Data extract ▸

=== Begin Enclosure ===

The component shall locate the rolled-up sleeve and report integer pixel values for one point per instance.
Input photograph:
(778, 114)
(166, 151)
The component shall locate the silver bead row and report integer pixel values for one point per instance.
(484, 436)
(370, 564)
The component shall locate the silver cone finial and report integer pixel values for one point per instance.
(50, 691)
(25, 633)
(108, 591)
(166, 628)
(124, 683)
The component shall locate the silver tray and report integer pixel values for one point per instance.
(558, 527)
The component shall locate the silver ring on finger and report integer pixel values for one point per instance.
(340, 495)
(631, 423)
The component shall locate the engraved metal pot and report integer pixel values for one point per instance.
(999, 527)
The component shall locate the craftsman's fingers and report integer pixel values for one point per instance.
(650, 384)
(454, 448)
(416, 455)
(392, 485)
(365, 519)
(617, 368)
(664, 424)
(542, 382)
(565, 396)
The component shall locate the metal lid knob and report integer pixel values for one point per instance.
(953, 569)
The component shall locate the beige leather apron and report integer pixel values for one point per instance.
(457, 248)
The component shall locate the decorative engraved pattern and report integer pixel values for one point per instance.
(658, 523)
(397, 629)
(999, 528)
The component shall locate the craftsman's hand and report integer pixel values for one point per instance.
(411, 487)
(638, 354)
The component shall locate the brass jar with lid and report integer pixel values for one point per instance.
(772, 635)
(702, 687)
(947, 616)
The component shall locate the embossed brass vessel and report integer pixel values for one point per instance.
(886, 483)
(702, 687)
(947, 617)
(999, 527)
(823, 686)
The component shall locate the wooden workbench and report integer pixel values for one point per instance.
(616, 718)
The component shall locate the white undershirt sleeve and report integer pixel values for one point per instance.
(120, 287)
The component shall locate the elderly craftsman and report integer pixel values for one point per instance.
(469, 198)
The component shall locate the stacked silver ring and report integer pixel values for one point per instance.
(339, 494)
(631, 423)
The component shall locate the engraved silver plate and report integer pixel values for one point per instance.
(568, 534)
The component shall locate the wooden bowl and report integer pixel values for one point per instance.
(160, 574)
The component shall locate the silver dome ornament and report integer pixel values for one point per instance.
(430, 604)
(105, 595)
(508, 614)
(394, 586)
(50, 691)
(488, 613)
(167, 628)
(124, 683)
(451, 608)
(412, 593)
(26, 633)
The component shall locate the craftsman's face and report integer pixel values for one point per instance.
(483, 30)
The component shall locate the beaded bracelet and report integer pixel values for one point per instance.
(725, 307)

=== End Enclosure ===

About this task ▸ Reproduce the data exactly, altering nothing.

Solution for this problem ▸
The component shall locate the rolled-up sleeve and report integer pixel values for one point per instance.
Input photograph:
(778, 114)
(166, 151)
The component shall locate the silver bead row and report integer pixel values for one point per instance.
(484, 436)
(370, 564)
The component shall locate the silver cone finial and report integer pixel values for one point per instance.
(50, 691)
(25, 633)
(108, 591)
(166, 628)
(124, 683)
The component shall locate the silver tray and report integer pixel values for one point per instance.
(558, 527)
The component shall locate the silver ring on finger and report integer pixel values for one point per instance.
(340, 495)
(631, 423)
The component shall locate the engraved metal pot and report integer pixel values for one point per instance.
(999, 527)
The component shall locate the craftsman's fingers and report integer pixel values for one point per instance.
(650, 384)
(454, 448)
(416, 455)
(392, 485)
(365, 519)
(617, 368)
(664, 424)
(542, 382)
(565, 396)
The component shall locate the metal lid knob and report integer pixel values for one point per instance.
(953, 569)
The component shall locate the beige leather apron and report integer pixel values for one point per instance.
(457, 248)
The component shall locate the decorative engraved pattern and report integer pixel values for one point per instance.
(658, 523)
(397, 629)
(999, 528)
The component shall locate the craftsman's hand and report integer pixel values for one point per instance.
(411, 487)
(638, 354)
The component shall locate the brass jar with lid and report integer pixel values for one point per instance.
(772, 635)
(702, 687)
(947, 616)
The component shall locate the embossed brass vessel and report integer pixel values for one point per instance.
(886, 483)
(702, 687)
(947, 617)
(999, 527)
(823, 686)
The component shall locate the wooden workbench and report integer pixel values for one point per instance.
(616, 718)
The component shall locate the white undershirt sleeve and report integer pixel values for one point per instance.
(120, 287)
The component shall locate the elderly craftsman and report integer pixel values for one point per instance.
(469, 198)
The component shall locate the stacked silver ring and report integer pixel values for one point per instance.
(339, 494)
(631, 423)
The component shall locate the engraved silver plate and report integer pixel values for one point per instance.
(568, 534)
The component shall locate the wooden bowl and report integer pixel values for one point per instance.
(160, 574)
The component shall locate the silver dome ornament and report integer pixel values for one point per instance.
(430, 604)
(105, 595)
(508, 614)
(394, 586)
(50, 691)
(488, 613)
(167, 628)
(124, 683)
(451, 608)
(412, 593)
(26, 633)
The component shall locate the craftsman's face and report integer pixel values for one point per instance.
(483, 30)
The component shall locate the beaded bracelet and report integer pixel values for one point per instance.
(725, 307)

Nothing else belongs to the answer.